▶ [EXCERTO A LER]
+===+

Salvador, 60 anos, fundou a oficina no número 9 da rua Olivério Serpa, em Lisboa, há seis anos. De boina e avental, com um look rétro, recebe os clientes com todo o tempo do mundo. Que ninguém se atreva a chegar ali cheio de pressa, fica a ressalva. O ‘repara duas rodas’ gosta muito de falar, e percebe-se que é por isso que a sua clientela, desde ciclistas profissionais a amadores, lhe é fiel.
A maioria vai fazer a revisão da bicicleta, afinar as mudanças, os travões, ver se há folgas, pôr óleo na corrente, verificar se os pneus estão carecas. E não saem sem uma explicação pormenorizada de tudo. «As pessoas falam das bicicletas como se fossem um objeto de outro planeta, quando é tão tudo básico. Não sabem sequer montar uma roda.»
Chamar à Salva Bicas uma oficina é redutor. Ali, além de se recuperar, arranjar e vender bicicletas, há sempre tempo para conversar e aprender. Aliás, é sobretudo isso que se pretende: visitar o espaço é um pretexto para o convívio.

+===+

Pode citar, sem alterar nada, o trecho do excerto sobre a oficina de bicicletas que vai de "Chamar à Salva" a "para o convívio."? Os itens são material à parte, independente do excerto.

▶ [ITENS]
+===+

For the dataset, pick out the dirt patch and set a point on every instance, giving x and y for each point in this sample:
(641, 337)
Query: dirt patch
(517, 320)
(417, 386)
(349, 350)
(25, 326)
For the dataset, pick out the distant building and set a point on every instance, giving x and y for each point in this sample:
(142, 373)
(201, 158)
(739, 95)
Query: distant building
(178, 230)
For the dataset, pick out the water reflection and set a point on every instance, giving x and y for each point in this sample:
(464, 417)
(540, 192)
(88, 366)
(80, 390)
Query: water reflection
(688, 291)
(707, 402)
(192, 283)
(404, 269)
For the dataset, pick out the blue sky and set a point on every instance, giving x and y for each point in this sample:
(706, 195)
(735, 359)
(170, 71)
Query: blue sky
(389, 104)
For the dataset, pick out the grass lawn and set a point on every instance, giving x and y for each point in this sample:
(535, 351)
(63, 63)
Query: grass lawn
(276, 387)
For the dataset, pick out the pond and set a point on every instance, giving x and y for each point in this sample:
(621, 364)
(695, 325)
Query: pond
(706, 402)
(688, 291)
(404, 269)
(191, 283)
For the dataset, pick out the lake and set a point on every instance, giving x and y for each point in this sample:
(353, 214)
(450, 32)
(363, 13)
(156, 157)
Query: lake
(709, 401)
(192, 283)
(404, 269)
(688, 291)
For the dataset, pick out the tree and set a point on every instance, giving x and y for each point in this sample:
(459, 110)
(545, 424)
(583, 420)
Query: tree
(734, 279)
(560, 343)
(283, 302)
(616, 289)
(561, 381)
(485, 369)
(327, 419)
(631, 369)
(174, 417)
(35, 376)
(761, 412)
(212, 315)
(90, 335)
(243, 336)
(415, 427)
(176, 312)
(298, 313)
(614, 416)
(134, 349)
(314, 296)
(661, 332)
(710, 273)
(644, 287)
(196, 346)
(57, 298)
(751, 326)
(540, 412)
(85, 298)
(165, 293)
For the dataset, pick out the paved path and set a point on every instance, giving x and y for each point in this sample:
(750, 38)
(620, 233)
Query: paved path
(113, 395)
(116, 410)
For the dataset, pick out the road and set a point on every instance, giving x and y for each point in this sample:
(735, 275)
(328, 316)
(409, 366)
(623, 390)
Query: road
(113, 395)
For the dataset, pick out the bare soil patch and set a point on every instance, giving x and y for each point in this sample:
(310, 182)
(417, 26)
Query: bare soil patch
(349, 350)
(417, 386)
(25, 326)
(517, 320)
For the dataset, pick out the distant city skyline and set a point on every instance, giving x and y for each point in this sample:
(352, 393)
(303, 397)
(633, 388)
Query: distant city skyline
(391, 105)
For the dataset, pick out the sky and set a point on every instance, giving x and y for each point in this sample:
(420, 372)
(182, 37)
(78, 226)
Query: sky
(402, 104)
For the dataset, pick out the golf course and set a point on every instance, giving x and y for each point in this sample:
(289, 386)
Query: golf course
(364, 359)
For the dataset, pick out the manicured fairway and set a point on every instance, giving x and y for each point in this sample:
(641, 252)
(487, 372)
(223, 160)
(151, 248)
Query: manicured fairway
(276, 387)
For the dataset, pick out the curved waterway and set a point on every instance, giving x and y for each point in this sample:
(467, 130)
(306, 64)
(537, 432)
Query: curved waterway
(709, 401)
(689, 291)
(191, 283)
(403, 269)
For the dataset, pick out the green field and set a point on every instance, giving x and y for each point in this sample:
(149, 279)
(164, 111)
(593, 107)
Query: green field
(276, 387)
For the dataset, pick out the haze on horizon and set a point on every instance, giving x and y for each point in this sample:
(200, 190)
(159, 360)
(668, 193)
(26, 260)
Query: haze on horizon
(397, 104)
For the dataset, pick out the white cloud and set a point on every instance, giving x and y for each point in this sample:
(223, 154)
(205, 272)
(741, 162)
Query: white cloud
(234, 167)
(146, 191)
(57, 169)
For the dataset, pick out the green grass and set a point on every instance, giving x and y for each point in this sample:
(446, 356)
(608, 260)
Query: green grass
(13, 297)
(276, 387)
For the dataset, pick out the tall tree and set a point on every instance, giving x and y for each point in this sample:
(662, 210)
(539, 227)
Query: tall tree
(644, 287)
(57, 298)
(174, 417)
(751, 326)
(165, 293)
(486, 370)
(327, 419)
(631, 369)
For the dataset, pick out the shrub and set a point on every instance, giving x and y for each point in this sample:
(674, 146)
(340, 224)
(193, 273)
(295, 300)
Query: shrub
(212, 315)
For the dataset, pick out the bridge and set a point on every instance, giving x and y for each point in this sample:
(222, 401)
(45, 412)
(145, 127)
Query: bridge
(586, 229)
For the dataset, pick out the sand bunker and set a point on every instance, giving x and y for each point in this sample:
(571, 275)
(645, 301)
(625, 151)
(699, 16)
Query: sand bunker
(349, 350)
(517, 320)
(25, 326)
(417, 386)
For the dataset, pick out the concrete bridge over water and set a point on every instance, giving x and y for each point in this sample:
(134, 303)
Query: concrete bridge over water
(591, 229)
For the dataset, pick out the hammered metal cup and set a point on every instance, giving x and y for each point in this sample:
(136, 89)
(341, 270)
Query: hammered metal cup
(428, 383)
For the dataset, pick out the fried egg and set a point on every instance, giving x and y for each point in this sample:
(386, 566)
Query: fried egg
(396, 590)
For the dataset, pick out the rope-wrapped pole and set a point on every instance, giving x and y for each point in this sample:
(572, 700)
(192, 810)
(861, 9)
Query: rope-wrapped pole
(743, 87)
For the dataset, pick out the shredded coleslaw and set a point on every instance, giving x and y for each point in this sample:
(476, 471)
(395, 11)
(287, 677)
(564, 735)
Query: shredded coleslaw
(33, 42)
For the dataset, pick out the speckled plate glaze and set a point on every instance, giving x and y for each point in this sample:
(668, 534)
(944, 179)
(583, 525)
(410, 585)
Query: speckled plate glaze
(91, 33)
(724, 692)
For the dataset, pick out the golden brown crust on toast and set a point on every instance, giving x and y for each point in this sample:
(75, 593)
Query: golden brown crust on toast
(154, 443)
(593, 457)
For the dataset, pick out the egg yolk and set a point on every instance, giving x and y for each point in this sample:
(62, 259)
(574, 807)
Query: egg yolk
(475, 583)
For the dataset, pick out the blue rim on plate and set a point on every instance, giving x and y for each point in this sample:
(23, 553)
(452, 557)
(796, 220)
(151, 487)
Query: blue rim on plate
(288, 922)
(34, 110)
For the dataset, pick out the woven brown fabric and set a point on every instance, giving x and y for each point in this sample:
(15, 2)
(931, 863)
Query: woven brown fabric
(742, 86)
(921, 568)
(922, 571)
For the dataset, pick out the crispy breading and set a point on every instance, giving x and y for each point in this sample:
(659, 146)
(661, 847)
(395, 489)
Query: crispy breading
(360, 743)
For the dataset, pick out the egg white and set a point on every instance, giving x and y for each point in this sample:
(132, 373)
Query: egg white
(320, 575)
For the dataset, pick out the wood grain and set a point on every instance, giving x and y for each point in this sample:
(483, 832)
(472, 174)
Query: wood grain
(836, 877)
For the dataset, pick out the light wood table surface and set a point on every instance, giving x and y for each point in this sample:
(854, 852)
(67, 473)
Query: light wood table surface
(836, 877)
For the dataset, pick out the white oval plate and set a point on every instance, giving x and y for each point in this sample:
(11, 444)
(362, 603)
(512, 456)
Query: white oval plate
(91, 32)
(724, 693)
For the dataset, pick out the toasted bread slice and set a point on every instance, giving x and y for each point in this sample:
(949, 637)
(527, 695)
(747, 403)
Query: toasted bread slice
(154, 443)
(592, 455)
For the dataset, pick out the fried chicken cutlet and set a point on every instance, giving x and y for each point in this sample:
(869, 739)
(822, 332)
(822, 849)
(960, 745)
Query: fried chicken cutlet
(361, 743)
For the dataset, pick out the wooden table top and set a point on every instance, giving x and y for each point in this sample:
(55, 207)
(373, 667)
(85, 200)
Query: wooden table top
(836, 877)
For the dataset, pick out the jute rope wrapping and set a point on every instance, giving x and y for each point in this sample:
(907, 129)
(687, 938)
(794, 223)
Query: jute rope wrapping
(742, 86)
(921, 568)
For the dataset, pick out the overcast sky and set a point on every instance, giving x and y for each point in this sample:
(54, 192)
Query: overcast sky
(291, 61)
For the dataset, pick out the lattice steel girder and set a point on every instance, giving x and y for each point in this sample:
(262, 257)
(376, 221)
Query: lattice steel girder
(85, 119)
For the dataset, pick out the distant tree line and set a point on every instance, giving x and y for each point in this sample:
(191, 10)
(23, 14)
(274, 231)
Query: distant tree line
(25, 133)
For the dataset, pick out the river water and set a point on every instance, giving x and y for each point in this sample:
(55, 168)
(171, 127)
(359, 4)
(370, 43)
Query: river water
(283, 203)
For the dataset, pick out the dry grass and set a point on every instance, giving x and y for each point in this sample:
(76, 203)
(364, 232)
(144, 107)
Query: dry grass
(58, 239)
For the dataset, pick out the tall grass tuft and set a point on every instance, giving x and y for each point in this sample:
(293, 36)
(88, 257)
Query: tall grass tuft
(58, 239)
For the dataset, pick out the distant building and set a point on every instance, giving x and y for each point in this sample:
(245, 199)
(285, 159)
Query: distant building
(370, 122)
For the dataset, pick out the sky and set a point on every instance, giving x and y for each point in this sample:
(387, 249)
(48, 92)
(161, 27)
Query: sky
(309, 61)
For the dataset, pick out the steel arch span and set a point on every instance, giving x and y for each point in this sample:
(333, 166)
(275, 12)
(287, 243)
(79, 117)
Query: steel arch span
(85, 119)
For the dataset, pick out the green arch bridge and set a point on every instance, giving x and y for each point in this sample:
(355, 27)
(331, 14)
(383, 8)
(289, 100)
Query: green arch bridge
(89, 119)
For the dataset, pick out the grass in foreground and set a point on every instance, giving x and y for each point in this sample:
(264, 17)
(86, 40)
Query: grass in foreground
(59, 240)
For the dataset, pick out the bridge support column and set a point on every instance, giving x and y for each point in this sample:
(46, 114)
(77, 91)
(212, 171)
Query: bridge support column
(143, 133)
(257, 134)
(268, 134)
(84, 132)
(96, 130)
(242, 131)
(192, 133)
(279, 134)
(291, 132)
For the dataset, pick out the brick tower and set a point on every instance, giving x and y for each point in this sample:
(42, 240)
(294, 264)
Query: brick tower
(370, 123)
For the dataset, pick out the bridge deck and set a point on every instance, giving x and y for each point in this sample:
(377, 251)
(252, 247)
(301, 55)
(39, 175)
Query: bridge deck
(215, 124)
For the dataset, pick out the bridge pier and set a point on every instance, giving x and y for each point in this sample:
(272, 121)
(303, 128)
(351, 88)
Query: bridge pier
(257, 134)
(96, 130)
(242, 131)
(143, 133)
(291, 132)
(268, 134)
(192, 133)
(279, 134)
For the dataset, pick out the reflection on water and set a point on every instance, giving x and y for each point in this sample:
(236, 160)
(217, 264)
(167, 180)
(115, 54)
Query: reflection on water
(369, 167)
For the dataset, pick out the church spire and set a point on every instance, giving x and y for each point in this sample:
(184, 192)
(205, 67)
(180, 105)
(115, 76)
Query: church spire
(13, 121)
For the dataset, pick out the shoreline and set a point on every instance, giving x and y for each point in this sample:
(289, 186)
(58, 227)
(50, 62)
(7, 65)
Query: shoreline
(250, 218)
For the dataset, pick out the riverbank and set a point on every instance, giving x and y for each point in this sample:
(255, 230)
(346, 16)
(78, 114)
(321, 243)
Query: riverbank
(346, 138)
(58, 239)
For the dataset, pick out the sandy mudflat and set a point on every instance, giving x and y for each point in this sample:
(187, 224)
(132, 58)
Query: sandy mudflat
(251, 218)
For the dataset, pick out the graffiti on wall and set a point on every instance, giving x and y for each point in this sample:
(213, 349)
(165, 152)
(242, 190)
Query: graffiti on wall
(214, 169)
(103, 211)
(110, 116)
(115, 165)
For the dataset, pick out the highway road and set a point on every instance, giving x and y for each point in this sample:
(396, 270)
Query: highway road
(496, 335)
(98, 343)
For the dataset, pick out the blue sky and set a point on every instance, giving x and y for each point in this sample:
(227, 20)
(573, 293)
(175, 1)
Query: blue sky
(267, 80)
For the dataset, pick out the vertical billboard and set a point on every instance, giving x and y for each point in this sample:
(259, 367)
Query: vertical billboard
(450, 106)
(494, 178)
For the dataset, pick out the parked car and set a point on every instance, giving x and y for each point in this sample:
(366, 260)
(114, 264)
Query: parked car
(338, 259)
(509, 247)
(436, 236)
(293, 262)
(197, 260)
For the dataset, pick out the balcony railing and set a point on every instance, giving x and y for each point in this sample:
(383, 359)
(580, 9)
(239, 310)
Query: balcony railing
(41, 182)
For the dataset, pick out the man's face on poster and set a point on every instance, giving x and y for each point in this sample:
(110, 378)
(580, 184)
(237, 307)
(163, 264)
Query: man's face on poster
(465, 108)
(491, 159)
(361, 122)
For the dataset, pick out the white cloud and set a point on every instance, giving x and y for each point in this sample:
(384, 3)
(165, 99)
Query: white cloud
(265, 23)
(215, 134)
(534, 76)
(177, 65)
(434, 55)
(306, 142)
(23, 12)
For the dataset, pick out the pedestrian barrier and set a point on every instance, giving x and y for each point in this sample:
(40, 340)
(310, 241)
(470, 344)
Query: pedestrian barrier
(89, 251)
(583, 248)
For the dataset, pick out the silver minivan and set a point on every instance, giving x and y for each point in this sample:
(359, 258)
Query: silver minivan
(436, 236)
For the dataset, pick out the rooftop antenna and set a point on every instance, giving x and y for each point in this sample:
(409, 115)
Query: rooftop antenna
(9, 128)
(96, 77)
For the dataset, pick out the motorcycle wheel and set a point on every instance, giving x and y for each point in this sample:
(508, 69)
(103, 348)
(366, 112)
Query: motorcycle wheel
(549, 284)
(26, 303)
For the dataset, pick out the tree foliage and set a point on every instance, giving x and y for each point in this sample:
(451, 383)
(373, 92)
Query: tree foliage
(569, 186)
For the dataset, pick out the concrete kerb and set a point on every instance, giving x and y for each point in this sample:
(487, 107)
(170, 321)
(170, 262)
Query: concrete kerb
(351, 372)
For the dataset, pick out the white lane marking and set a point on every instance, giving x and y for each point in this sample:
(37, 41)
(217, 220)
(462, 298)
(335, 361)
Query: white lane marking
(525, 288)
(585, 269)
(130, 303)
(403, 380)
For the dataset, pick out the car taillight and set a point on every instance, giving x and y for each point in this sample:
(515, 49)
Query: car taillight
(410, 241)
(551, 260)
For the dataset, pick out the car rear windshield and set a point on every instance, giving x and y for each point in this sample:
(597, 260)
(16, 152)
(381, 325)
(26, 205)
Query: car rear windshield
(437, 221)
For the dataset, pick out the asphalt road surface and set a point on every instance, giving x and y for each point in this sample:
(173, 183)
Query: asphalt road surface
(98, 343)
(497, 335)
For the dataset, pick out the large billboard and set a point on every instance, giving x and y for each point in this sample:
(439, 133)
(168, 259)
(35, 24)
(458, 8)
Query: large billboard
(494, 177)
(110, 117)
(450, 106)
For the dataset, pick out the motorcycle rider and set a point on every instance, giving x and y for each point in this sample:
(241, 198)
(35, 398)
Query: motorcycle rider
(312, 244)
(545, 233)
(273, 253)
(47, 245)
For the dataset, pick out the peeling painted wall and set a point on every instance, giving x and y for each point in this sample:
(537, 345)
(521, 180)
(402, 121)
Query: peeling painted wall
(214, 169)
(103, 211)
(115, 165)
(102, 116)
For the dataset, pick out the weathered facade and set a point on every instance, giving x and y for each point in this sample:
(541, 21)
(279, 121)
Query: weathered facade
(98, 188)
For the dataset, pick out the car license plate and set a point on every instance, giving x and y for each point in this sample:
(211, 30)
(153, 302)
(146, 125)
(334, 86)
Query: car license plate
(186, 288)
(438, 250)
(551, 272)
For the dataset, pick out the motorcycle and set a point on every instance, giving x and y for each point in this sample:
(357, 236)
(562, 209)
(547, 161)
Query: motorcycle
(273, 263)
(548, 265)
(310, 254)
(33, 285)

+===+

▶ [SOLUÇÃO DO PROBLEMA]
Chamar à Salva Bicas uma oficina é redutor. Ali, além de se recuperar, arranjar e vender bicicletas, há sempre tempo para conversar e aprender. Aliás, é sobretudo isso que se pretende: visitar o espaço é um pretexto para o convívio.